OBJECTIVE: Rename "Query" to "Target" in the lines from the start of the records through the line with "point(211, 213)", both ends included, and return only those lines with nothing else altered.

PROVIDED RECORDS:
⁂

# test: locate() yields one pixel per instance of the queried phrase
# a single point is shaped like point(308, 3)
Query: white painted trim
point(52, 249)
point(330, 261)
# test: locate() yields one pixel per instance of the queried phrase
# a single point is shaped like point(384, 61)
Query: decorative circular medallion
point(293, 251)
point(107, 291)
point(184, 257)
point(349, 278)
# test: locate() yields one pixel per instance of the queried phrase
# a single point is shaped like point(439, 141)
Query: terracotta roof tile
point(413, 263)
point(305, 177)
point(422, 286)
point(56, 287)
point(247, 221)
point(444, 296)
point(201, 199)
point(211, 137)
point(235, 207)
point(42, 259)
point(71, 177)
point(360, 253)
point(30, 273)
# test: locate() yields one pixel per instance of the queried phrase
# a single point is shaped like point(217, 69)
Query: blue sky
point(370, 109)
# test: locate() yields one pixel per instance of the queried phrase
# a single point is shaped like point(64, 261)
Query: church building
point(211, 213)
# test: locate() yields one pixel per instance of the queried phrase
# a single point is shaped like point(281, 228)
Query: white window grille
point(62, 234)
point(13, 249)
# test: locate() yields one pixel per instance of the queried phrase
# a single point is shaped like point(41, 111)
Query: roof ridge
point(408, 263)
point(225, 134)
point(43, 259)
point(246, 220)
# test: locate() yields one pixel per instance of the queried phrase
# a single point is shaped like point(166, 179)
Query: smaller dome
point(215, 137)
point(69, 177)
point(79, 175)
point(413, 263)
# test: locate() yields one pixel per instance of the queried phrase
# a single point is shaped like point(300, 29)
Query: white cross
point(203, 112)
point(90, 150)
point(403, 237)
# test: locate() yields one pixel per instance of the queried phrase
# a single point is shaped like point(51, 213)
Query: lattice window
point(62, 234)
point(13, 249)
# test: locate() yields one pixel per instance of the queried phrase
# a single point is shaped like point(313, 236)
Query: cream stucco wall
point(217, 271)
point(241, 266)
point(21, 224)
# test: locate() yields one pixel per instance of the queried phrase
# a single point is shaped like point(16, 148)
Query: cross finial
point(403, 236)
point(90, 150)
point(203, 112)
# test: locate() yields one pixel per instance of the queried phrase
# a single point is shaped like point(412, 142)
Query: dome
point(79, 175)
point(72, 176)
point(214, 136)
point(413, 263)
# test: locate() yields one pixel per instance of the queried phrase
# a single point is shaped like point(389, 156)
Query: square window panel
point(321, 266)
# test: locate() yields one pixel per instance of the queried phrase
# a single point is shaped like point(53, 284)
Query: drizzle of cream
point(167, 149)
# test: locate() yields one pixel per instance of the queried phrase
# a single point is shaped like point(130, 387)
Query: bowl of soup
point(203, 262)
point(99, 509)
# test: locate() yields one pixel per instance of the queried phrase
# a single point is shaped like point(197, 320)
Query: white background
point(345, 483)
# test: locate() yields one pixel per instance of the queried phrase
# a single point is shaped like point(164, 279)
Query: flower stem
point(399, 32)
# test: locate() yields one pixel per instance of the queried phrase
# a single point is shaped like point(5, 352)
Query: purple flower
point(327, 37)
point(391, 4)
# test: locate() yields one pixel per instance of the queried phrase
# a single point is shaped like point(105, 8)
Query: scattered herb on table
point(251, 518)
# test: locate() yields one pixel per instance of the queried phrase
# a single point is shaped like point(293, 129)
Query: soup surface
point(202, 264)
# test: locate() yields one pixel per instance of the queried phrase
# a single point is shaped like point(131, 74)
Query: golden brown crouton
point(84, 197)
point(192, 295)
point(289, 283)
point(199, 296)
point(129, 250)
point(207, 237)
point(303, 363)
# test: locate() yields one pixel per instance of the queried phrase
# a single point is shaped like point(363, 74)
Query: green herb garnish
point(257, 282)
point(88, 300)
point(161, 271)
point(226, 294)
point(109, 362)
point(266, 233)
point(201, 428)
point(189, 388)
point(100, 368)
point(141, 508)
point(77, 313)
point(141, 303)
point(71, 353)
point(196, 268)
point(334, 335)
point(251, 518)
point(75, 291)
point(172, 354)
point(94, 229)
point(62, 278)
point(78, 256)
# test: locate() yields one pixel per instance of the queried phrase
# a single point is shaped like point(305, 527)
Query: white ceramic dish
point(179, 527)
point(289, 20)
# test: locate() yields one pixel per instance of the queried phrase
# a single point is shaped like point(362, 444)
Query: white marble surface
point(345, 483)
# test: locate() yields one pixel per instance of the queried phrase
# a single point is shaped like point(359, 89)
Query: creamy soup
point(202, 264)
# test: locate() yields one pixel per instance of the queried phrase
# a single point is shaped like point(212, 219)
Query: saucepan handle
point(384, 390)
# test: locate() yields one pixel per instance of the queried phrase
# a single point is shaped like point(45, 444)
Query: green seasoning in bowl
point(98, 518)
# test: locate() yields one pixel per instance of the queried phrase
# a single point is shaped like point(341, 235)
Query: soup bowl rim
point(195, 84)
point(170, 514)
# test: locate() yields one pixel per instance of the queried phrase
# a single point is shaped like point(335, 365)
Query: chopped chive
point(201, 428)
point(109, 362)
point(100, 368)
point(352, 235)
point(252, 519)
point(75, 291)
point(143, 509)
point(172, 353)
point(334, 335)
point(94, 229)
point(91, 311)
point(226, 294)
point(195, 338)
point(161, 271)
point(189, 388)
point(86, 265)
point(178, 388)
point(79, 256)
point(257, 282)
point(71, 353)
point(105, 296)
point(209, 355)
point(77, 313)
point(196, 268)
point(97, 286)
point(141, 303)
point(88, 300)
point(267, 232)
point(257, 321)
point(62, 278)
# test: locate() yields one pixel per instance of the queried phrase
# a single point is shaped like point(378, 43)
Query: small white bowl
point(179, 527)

⁂

PROBLEM SOLUTION:
# test: locate() yields one pixel per instance of the queried phrase
# a single point is shaped like point(308, 3)
Target: white painted trim
point(52, 249)
point(330, 261)
# test: locate() yields one pixel per instance of the queried phrase
# a single point is shaped like point(384, 61)
Target: decorative circular medallion
point(293, 251)
point(107, 291)
point(184, 257)
point(349, 278)
# test: locate() yields one pixel per instance of the queried phrase
# a single point is shaped like point(439, 141)
Target: terracotta roof tile
point(413, 263)
point(305, 177)
point(422, 286)
point(56, 287)
point(247, 221)
point(444, 296)
point(201, 199)
point(211, 137)
point(235, 207)
point(42, 259)
point(71, 177)
point(360, 253)
point(30, 273)
# test: locate() yields one pixel per instance of the queried phrase
# a single point is shaped like point(217, 69)
Target: blue sky
point(370, 109)
# test: locate() yields one pixel per instance of the queried phrase
# a single point is shaped like point(64, 261)
Target: church building
point(211, 213)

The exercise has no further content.